Which of the lines below mention the word "house"? Pull each one out.

####

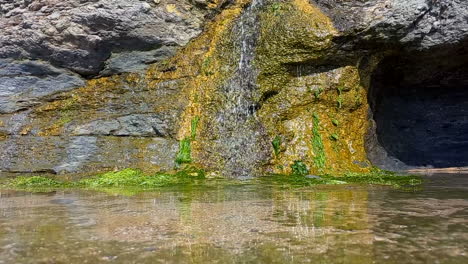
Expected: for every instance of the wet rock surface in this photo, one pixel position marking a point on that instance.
(78, 76)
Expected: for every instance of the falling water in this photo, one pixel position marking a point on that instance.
(242, 140)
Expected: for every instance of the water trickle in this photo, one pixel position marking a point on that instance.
(242, 140)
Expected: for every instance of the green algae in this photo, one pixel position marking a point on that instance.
(375, 177)
(299, 168)
(136, 178)
(129, 182)
(185, 145)
(35, 182)
(185, 151)
(115, 179)
(276, 145)
(317, 144)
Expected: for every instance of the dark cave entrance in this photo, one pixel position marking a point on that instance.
(420, 108)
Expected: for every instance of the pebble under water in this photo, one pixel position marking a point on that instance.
(240, 223)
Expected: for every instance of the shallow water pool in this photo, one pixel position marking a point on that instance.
(240, 223)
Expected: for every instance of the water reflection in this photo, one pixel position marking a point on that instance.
(237, 224)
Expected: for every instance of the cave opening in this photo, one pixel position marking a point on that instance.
(419, 103)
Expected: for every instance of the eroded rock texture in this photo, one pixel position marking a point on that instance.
(112, 84)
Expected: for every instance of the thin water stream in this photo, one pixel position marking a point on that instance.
(242, 141)
(242, 223)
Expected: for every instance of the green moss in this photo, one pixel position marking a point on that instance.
(206, 66)
(375, 177)
(127, 178)
(136, 178)
(185, 151)
(194, 125)
(276, 145)
(275, 8)
(317, 144)
(34, 182)
(334, 137)
(185, 145)
(317, 93)
(299, 168)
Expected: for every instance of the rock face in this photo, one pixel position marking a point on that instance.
(110, 84)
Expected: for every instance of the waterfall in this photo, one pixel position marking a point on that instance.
(241, 137)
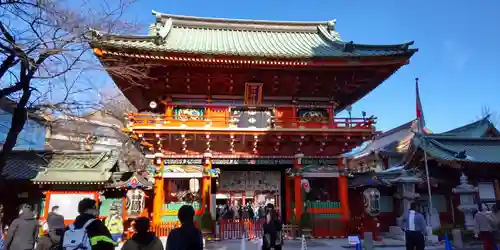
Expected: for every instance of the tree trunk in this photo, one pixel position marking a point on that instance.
(19, 118)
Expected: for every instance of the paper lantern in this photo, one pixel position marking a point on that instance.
(305, 185)
(194, 185)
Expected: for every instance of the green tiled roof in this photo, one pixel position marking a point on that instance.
(273, 39)
(461, 149)
(476, 129)
(81, 167)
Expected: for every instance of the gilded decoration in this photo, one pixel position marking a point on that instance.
(313, 115)
(249, 181)
(251, 118)
(189, 114)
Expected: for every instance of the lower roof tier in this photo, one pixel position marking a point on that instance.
(249, 38)
(249, 145)
(339, 87)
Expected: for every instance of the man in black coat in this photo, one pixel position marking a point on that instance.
(23, 231)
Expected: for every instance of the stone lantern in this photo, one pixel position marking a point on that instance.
(467, 205)
(406, 189)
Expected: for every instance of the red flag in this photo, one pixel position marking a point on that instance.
(420, 112)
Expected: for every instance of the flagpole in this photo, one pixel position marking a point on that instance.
(429, 191)
(421, 130)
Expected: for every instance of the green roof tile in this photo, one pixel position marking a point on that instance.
(461, 149)
(476, 129)
(78, 167)
(212, 36)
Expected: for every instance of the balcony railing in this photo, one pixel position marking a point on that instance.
(151, 121)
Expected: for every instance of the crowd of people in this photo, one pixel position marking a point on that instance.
(236, 211)
(486, 227)
(88, 232)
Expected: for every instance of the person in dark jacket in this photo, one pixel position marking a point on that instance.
(97, 232)
(273, 238)
(23, 231)
(143, 239)
(52, 239)
(55, 221)
(1, 227)
(186, 237)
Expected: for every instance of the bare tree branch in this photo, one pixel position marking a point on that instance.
(45, 54)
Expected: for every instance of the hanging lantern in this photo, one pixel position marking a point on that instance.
(194, 185)
(305, 185)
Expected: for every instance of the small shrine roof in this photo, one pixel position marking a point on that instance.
(316, 171)
(394, 141)
(78, 167)
(460, 149)
(249, 38)
(476, 129)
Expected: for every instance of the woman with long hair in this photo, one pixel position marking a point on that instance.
(273, 236)
(484, 226)
(1, 227)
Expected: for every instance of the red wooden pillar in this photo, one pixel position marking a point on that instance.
(299, 203)
(206, 184)
(343, 191)
(288, 198)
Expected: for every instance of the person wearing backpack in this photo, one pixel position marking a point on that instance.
(143, 239)
(23, 231)
(186, 237)
(87, 232)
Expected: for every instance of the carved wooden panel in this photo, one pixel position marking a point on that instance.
(313, 115)
(189, 114)
(251, 118)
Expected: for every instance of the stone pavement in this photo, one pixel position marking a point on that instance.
(386, 244)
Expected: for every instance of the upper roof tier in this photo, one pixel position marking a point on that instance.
(247, 38)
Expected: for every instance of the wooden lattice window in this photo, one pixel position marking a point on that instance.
(253, 93)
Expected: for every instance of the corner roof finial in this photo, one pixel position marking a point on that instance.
(331, 24)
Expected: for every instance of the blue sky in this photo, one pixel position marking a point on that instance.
(457, 62)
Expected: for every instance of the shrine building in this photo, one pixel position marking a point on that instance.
(245, 111)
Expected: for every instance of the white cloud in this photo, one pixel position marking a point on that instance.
(456, 55)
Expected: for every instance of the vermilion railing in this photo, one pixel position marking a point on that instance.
(228, 229)
(236, 229)
(148, 120)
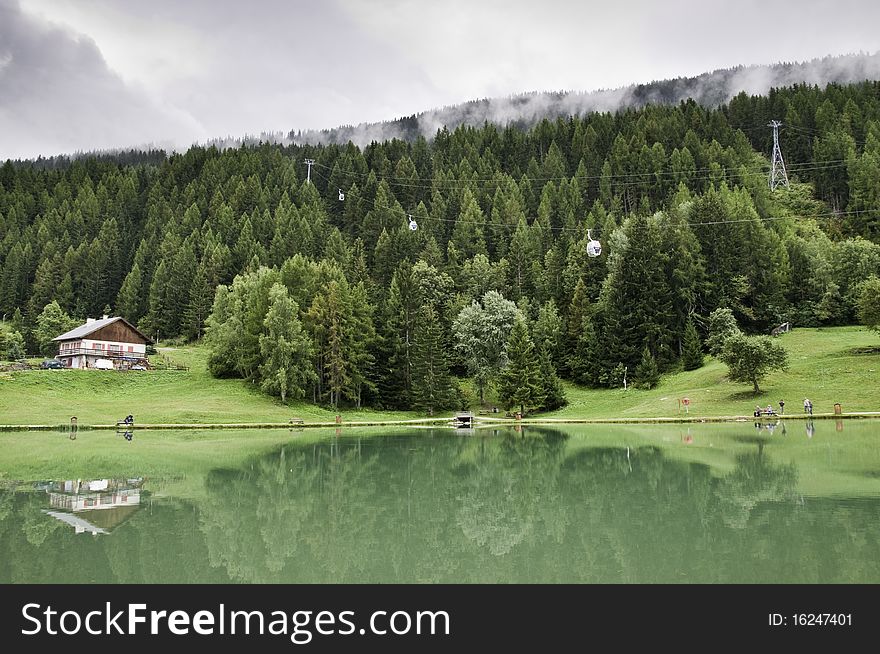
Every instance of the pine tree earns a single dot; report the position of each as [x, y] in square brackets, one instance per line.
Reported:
[432, 385]
[52, 322]
[13, 346]
[552, 389]
[647, 374]
[692, 348]
[128, 301]
[520, 382]
[285, 348]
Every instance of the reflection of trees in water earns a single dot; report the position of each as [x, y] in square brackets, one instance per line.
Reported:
[754, 480]
[510, 490]
[437, 507]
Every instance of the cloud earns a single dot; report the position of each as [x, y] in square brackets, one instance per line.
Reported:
[58, 95]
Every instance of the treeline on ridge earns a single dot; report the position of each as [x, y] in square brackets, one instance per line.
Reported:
[237, 246]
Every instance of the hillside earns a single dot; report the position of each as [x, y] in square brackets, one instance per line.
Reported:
[710, 89]
[373, 277]
[827, 365]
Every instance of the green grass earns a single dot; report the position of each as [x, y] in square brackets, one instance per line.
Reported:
[823, 367]
[831, 463]
[51, 397]
[827, 365]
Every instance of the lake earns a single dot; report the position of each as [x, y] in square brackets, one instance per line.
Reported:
[705, 503]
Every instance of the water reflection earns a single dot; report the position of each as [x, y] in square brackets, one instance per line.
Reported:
[430, 506]
[97, 506]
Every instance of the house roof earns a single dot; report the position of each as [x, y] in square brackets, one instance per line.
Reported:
[91, 327]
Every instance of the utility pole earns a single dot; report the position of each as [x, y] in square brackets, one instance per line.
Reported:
[778, 176]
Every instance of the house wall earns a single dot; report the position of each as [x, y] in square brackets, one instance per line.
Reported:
[118, 332]
[115, 346]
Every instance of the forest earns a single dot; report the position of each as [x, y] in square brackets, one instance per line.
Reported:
[382, 276]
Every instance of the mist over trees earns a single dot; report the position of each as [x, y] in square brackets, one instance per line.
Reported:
[439, 247]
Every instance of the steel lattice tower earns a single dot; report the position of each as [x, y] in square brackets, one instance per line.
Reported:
[778, 176]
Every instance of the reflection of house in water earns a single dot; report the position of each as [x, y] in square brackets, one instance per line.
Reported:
[97, 506]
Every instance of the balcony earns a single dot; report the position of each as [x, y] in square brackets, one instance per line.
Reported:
[103, 354]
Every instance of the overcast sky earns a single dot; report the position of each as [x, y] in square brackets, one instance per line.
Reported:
[95, 74]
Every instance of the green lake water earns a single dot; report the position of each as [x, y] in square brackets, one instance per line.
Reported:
[728, 503]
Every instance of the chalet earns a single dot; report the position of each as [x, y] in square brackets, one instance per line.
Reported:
[96, 507]
[104, 343]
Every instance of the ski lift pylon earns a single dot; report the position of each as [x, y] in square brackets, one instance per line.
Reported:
[594, 247]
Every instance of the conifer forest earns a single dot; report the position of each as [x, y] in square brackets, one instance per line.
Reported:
[409, 274]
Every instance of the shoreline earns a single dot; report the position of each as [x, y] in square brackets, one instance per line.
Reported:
[444, 421]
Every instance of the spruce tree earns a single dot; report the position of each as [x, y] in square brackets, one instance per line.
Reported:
[520, 382]
[692, 348]
[432, 385]
[286, 349]
[647, 374]
[554, 393]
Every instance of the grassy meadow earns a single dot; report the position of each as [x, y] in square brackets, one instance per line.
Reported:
[826, 365]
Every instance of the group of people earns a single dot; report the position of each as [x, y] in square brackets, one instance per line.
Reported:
[808, 408]
[769, 410]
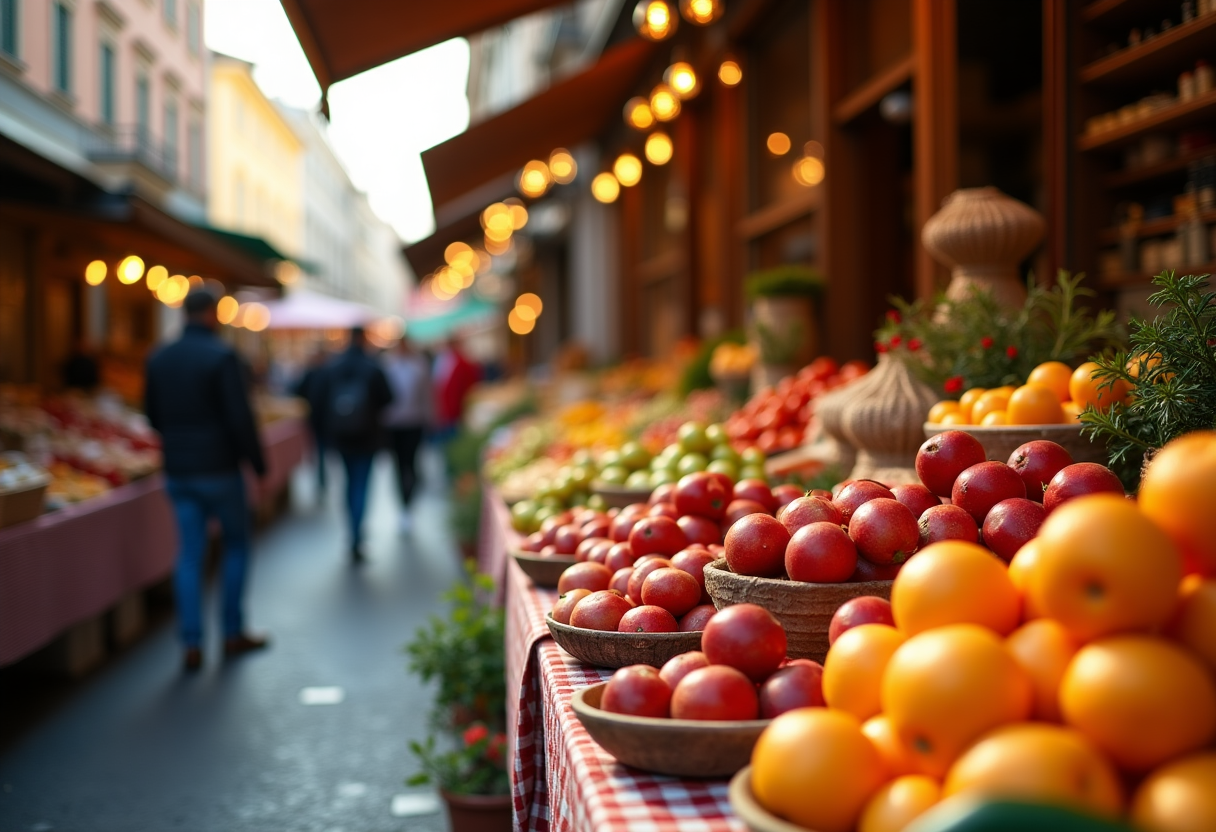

####

**Solution to the problem:**
Every instance of the house roof earns a single dot; report the position of each as [x, y] in square brackets, one instance per line.
Every instance of the house wall earns a single dot; report the position of each as [x, y] in square brackets, one instance per line.
Every instance of the reflection of house in water earns a single dot; report the position of each as [x, y] in square brackets, one instance per line.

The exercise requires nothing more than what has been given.